▶ [YOUR TASK]: Print every one of the records below verbatim, one line at a time, with no changes.

▶ [DATASET]:

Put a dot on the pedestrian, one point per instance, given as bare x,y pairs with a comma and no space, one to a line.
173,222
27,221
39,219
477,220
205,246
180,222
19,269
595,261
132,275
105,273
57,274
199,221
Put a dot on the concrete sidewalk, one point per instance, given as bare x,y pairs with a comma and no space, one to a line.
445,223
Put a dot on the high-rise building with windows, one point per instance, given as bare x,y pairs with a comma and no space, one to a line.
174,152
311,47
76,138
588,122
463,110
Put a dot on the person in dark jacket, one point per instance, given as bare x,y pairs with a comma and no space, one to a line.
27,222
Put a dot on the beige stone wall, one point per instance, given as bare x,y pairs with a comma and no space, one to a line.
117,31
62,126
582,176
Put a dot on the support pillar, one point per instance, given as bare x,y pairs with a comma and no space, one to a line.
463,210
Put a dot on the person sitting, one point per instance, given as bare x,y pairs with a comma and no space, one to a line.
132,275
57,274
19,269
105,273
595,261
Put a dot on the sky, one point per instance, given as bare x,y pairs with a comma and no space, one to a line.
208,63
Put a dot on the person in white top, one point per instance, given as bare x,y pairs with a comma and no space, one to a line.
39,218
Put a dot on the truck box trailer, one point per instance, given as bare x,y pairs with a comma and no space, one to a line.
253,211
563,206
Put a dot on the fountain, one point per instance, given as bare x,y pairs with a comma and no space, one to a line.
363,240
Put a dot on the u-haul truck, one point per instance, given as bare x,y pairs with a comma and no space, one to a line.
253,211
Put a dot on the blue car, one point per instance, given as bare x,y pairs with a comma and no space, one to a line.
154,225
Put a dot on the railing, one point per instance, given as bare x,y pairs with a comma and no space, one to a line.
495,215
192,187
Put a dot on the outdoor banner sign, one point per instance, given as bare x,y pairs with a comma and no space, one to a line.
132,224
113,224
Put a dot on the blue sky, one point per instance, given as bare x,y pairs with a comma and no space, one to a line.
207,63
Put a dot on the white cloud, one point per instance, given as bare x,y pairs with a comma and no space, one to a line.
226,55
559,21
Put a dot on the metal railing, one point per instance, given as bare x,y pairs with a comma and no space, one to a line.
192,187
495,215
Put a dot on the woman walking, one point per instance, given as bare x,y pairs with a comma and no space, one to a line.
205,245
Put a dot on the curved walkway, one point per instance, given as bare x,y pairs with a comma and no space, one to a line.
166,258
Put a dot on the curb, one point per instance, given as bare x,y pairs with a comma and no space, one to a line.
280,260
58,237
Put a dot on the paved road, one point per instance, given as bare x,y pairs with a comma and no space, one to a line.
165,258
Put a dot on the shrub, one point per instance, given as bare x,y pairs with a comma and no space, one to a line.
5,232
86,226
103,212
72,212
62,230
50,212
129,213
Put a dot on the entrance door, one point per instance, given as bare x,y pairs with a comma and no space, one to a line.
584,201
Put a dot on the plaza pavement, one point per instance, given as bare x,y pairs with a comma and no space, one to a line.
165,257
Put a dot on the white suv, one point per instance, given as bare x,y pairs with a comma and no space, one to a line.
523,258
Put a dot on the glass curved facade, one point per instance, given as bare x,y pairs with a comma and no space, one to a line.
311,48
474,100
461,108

▶ [OUTPUT FOR THIS TASK]:
Put a dot on the pedestrian, one point per instance, given as bare x,y pairs with a comma and no space, one to a line.
173,222
27,221
39,219
477,220
205,246
180,222
19,269
595,261
132,275
105,273
57,274
199,221
Put a dot on the concrete sidewalk, one point per instance, given as bare x,y pairs with a comma and no space, one to a line.
445,223
Put a dot on the high-rise building with windows, one point per instance, given as bare x,y pairs with a comma and no space, one to a line.
174,152
311,47
76,138
588,122
463,110
Put a dot on the person in dark jacket, one point per instance, given as bare x,y pairs with a comma and no space, one to a line.
27,222
Put a dot on the beige stone wall, one point per instance, given as bare x,y pairs with a comma and no space, one to a line.
117,31
62,126
582,176
Put a dot on the support pillar, one point per instance, given as bare x,y pairs with a comma and no space, one to a line.
463,210
Put a dot on the person sitting, one point per instance, given as bare x,y pairs with a comma and no space, one to a line.
132,275
57,274
19,269
105,273
595,261
Put a dot on the sky, one point per instance, given as bare x,y pairs with a comma and no space, one to a line.
208,63
Put a dot on the person in white top, one point per instance, given as bare x,y pairs with a comma and no space, one to a line.
39,218
Put a dot on the truck box trailer, one point per instance, given as bare x,y pairs with a comma and no space, one to a line.
253,211
563,206
Put a dot on the fountain, one point per instance, given as bare x,y pairs with a comma and no space, one to a line.
363,240
Put a dot on the u-haul truck, one point per instance, given as bare x,y pairs with a comma and no space, one to a line.
253,211
Put a dot on the blue car, one point per instance, given as bare x,y pairs with a comma and no space, one to a line.
154,225
Put a dot on the railing, one point per instance, given as bare x,y pairs with a comma and no space, one to a line.
495,215
192,187
Put a dot on the outdoor banner sign, one point per instance, given as bare x,y pairs with a comma and no space, one to a line.
132,224
113,224
Put a dot on the blue sky, one point per instance, given as bare x,y pairs with a comma and no space, one to a line.
207,63
Put a dot on the white cloud, one point per instance, given as bare x,y pairs with a comma and no space, one to a line.
226,55
559,21
Put a dot on the metal railing, one point per instance, given as bare x,y pairs with a comma and no space, one to a line.
192,187
495,215
Put a dot on the woman walking, one point per instance, given as bare x,y pairs with a comma and no space, one to a line.
205,245
Put a dot on the curved walkway, one point per instance, given as bare x,y pairs with a comma and no space, one to a line.
166,258
Put a dot on the curb, one point per instance, given as bare x,y pairs with a comma and no space, one to a line.
280,260
58,237
Put a dot on the paved road, one point per instance, given as bare x,y pairs with a comma and no space, one to a line.
165,258
Put a dot on the shrub, one point per instance, given as bare x,y pairs with a comma and no space, one to a line.
5,232
86,226
103,212
72,212
62,230
50,212
129,213
Put a dot on the entrance door, one point per instance, given as bare x,y pairs with a comma and no space, one to a line.
584,201
Put a dot on the plaza pavement, one point per instance, given as bare x,y pairs with a comma and no space, one to a line.
165,257
Put a dot on the white suv, one point per instance, given as bare x,y pairs with a comma and no space, one to a line.
523,258
Put a dot on the glass curved facade, one point per instance, given as bare x,y pairs with a comma and no space, one to a line.
311,48
474,100
461,108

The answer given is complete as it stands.